> EXERCISE DESCRIPTION
List each line of the entries below that contains the string "wheel".

> MATERIALS PROVIDED
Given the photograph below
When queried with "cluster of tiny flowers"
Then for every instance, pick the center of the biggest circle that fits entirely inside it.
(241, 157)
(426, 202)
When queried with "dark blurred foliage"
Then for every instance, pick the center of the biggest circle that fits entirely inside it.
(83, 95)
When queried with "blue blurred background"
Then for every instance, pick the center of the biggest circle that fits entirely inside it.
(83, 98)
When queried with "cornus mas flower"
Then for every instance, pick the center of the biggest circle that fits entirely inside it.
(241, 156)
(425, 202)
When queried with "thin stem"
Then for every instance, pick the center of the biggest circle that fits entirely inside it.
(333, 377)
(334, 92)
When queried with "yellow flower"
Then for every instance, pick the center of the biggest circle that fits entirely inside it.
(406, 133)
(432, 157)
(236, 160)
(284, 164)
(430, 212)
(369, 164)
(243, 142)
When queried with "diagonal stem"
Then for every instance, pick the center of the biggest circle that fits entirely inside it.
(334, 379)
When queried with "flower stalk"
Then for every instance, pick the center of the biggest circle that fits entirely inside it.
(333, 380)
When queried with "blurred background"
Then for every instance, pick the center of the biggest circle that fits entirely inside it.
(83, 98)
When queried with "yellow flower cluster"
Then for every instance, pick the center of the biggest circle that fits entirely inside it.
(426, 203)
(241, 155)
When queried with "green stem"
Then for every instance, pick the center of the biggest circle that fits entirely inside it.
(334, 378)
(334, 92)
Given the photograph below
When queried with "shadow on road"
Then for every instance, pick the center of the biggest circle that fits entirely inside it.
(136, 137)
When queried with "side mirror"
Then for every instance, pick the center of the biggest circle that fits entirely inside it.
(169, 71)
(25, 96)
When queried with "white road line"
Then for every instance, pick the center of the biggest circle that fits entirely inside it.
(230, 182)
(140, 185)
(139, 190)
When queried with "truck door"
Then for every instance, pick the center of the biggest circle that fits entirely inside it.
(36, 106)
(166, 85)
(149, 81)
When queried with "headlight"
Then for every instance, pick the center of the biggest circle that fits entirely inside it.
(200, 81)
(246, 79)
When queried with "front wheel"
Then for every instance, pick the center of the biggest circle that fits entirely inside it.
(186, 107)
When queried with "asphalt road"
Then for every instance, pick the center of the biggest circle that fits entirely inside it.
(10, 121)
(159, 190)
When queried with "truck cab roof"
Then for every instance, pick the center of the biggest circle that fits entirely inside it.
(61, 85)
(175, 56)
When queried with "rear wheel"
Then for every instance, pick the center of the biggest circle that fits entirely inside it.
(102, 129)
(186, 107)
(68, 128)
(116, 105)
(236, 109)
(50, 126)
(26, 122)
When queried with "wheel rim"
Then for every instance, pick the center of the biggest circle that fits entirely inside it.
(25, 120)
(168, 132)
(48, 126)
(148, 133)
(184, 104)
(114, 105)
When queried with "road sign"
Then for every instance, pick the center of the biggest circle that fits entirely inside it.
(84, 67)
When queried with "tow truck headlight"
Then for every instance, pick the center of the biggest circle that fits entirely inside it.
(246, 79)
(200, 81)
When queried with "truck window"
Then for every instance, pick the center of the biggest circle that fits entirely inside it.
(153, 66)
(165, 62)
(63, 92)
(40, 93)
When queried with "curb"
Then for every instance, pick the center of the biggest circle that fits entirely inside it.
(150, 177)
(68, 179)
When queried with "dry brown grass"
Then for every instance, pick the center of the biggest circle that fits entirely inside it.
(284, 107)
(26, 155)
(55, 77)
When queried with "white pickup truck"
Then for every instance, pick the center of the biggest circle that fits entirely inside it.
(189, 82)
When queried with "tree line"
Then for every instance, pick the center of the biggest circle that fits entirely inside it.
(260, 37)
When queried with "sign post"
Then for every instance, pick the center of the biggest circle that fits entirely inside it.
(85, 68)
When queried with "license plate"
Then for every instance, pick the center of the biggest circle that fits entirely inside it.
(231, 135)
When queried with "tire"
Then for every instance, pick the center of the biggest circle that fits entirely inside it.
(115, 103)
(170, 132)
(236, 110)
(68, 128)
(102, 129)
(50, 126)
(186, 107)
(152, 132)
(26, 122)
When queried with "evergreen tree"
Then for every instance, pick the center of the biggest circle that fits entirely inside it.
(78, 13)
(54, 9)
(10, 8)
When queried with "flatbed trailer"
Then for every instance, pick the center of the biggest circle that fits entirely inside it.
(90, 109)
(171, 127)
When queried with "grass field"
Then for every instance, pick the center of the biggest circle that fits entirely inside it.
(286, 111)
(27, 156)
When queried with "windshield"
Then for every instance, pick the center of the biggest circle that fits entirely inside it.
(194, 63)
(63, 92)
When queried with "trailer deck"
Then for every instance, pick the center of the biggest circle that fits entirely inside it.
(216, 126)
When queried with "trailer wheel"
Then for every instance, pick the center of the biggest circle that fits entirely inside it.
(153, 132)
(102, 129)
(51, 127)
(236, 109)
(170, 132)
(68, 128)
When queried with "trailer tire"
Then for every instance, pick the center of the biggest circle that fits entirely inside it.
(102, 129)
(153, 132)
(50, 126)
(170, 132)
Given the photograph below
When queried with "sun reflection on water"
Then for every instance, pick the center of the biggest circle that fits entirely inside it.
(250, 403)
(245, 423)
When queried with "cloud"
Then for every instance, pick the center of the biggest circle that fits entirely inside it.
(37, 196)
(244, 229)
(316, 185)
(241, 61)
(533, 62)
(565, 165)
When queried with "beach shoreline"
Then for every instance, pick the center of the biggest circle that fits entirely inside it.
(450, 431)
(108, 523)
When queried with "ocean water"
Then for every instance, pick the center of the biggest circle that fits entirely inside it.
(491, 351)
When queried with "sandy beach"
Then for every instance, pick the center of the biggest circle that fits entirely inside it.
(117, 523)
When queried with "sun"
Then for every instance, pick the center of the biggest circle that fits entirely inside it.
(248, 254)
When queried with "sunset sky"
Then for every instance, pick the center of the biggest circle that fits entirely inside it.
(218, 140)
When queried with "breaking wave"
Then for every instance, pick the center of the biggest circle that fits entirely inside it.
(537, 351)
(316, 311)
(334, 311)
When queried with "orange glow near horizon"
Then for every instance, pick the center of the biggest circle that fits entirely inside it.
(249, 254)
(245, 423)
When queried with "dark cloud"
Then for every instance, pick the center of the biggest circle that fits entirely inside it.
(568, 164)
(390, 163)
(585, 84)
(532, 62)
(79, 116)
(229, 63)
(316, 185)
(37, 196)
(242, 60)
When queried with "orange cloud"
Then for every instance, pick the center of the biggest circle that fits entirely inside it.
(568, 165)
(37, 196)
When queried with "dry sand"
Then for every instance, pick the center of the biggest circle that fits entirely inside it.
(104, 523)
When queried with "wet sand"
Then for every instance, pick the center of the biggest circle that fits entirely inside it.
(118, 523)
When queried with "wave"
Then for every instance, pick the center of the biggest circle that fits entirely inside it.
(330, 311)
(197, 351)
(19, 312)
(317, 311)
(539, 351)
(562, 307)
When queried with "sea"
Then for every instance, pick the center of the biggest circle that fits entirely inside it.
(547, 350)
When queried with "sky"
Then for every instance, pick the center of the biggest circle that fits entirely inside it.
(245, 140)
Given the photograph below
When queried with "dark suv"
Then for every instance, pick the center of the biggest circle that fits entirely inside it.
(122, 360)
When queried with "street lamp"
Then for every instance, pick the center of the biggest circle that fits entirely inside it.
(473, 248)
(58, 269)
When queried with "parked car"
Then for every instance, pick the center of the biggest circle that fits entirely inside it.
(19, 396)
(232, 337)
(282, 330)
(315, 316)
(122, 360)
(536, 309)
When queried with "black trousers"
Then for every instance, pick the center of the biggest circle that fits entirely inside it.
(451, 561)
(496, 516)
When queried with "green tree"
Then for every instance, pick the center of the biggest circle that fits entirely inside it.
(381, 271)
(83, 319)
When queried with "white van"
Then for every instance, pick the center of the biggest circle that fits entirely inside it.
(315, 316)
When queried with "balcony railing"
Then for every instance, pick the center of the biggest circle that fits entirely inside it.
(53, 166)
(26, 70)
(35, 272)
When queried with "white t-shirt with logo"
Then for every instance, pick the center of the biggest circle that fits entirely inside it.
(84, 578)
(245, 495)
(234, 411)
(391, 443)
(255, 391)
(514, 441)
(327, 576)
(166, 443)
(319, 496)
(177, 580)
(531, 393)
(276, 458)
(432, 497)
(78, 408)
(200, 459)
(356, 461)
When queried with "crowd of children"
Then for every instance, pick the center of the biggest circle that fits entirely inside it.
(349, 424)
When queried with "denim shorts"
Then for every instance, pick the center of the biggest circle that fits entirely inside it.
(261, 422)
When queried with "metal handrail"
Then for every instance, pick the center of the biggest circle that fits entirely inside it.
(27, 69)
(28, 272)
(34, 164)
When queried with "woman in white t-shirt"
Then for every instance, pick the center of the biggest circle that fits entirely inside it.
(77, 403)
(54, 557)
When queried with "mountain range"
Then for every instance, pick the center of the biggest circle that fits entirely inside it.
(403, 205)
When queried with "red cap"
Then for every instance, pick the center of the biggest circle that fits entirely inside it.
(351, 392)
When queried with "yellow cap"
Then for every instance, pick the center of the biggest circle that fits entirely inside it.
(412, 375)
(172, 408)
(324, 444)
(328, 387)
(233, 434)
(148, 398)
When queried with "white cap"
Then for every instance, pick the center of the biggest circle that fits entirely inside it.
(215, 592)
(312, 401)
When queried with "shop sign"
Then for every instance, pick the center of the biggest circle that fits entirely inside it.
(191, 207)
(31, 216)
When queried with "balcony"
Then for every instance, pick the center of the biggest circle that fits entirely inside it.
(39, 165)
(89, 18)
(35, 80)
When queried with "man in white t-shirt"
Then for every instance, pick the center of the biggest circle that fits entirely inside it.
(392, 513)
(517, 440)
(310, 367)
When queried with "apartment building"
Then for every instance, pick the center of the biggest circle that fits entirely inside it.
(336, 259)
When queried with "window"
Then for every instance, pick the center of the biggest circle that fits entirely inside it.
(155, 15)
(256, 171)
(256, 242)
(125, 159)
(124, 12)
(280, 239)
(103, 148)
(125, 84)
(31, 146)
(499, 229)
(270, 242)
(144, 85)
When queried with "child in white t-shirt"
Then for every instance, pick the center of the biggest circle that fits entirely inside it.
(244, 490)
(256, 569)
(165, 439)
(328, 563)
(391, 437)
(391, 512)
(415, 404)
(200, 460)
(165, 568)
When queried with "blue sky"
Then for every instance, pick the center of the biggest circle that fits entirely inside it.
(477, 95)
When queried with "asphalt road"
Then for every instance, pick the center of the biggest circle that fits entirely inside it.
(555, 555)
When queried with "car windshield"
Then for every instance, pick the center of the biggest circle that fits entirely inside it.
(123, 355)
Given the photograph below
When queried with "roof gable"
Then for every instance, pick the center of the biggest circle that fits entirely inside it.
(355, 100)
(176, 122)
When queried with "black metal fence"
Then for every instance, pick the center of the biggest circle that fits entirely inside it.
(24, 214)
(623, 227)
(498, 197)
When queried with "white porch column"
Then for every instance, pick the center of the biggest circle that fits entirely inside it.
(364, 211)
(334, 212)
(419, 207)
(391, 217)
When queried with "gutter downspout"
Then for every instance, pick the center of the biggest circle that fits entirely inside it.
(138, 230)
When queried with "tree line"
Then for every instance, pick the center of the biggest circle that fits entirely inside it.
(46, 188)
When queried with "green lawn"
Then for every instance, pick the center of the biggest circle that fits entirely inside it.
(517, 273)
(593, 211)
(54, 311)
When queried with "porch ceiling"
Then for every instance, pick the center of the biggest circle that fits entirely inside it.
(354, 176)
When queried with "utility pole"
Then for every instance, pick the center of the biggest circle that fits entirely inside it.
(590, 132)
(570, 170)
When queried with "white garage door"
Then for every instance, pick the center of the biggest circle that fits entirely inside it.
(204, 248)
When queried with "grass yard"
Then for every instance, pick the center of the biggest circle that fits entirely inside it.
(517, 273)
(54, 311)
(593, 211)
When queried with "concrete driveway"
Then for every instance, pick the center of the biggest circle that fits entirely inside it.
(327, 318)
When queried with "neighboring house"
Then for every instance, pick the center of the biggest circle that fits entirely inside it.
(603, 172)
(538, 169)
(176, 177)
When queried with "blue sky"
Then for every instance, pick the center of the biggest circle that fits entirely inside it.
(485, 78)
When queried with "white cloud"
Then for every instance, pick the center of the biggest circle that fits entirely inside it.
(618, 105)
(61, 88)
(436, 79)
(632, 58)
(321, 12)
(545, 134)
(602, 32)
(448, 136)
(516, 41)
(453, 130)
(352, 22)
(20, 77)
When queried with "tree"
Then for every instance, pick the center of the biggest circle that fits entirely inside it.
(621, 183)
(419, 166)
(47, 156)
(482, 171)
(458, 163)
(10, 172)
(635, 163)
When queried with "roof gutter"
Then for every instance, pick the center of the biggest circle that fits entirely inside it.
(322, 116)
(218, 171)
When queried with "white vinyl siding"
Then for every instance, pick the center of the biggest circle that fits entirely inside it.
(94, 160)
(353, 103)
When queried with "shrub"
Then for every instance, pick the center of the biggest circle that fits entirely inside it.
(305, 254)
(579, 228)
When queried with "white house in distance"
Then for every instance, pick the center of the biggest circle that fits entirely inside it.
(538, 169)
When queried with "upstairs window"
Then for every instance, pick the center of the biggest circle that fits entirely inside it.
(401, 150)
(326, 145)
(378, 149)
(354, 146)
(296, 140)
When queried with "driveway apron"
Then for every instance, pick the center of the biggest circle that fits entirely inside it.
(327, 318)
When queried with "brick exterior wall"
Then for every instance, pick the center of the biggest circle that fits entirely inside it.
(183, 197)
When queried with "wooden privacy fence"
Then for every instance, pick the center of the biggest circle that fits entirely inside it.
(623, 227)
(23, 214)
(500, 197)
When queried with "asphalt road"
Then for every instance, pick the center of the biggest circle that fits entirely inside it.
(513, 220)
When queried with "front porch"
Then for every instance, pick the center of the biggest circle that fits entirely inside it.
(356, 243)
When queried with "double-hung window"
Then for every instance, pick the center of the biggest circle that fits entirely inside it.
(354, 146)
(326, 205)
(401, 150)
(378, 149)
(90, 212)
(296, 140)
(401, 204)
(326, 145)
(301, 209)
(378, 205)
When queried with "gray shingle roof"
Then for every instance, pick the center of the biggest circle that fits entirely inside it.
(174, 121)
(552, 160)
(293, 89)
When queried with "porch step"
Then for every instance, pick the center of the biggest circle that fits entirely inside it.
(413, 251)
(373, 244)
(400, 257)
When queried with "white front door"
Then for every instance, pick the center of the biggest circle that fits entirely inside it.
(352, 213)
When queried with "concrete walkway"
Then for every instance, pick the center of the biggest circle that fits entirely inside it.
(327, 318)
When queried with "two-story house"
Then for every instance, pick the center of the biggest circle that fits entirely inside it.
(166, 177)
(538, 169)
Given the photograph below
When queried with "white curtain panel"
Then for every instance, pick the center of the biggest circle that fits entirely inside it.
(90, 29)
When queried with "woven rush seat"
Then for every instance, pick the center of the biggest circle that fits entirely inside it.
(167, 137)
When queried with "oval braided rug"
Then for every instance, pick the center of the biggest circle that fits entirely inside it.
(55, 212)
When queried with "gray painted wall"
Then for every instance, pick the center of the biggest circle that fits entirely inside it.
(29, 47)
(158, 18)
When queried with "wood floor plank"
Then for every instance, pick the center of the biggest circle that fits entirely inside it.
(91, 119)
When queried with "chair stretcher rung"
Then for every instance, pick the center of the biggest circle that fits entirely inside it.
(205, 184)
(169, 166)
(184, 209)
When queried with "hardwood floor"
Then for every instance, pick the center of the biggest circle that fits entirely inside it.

> SOLUTION TO THIS TASK
When queried with "front wheel"
When queried with "rear wheel"
When queried with "wheel rim"
When queried with "trailer wheel"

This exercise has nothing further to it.